TASK TO COMPLETE
Copy all of the rows below word for word, leaving the pictures out.

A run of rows
******************************

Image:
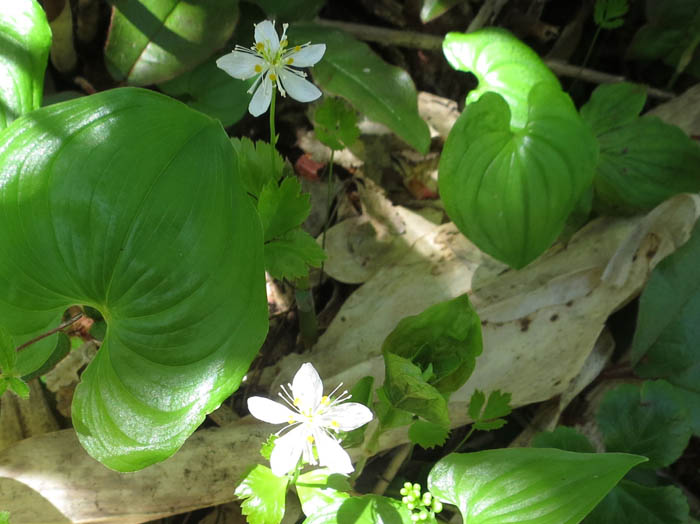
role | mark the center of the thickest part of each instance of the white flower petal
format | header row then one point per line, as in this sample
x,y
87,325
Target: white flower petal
x,y
298,88
265,32
307,387
269,411
331,454
347,416
261,99
241,65
285,455
307,56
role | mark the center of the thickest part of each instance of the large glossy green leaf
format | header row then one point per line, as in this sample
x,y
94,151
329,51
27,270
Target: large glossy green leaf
x,y
510,192
502,64
129,202
383,92
536,486
151,41
643,161
367,509
25,39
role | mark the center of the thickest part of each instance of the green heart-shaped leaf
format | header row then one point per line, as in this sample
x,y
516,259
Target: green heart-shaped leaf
x,y
502,64
152,41
537,486
510,192
25,39
130,202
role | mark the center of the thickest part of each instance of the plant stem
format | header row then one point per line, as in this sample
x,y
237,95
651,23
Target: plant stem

******************************

WRITTEN REPLY
Image:
role | mark the center of the thickest part of each instance of the white flower petal
format | header row then one point per line, as in this sample
x,y
87,325
Target: white flower petal
x,y
298,88
265,32
307,387
269,411
331,454
347,416
261,99
241,65
285,455
307,56
role | mark the center of the thickest part of each instance of the large glossy green leaf
format | header row then one point per line, as in this sample
x,y
94,151
329,51
27,270
Target: large glossy green leaf
x,y
510,192
502,64
129,202
383,92
536,486
151,41
643,161
367,509
25,39
role | mark the center of the thickest part of each instance of the green heart-shaped leaf
format | header row then one point per line, as in this sample
x,y
516,259
Target: green heart-shaped leaf
x,y
502,64
152,41
537,486
510,192
25,39
130,202
role | mark the center of the thickest part of each instance of the plant stem
format | header row then one point per line, as in this sample
x,y
237,95
651,23
Target: plant stem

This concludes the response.